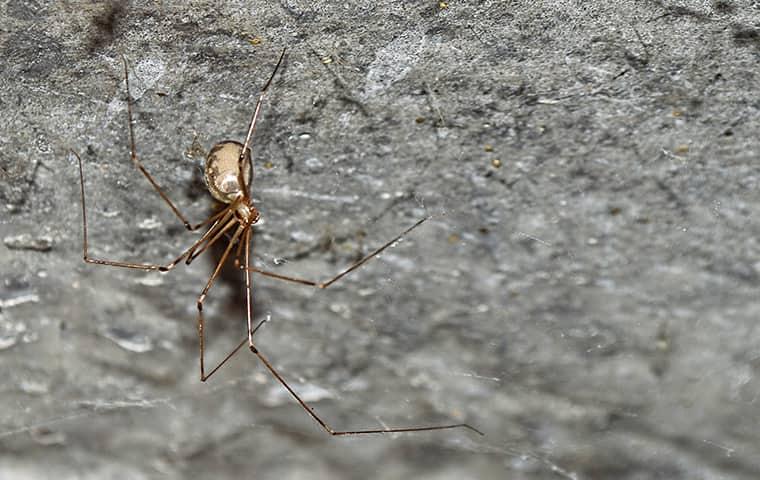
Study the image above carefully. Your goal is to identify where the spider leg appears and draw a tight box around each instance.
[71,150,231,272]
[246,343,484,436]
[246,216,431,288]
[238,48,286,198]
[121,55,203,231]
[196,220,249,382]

==

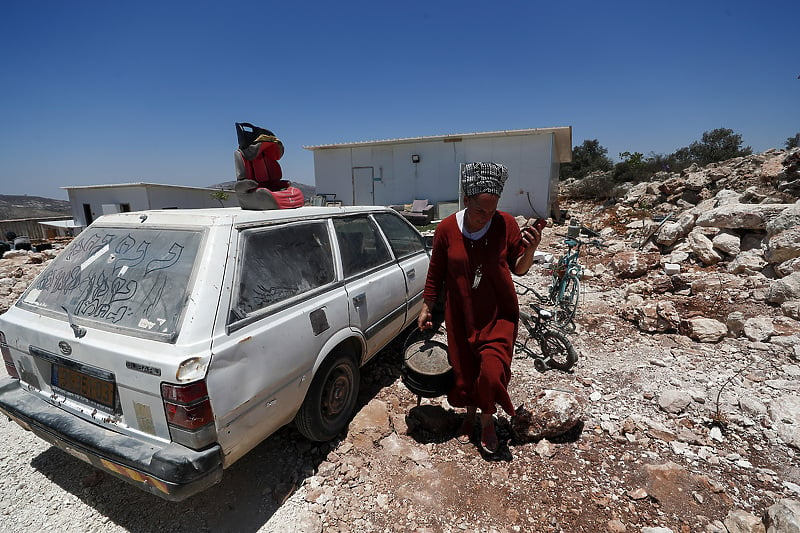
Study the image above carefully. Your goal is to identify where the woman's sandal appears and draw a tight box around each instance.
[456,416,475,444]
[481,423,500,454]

## What to work on
Render the listing from the line with "where the woman's" to the line with "[481,423,500,454]" as a two-column CSV with the headers text and answer. Give one row for each text and its answer, with each value in a single quoted field and line breaks replaced by spaces.

## Full response
text,answer
"Study the image above carefully. Your goal is to identify where the woman's sandal appears and draw a tight box around each instance.","[456,416,475,444] [481,423,500,454]"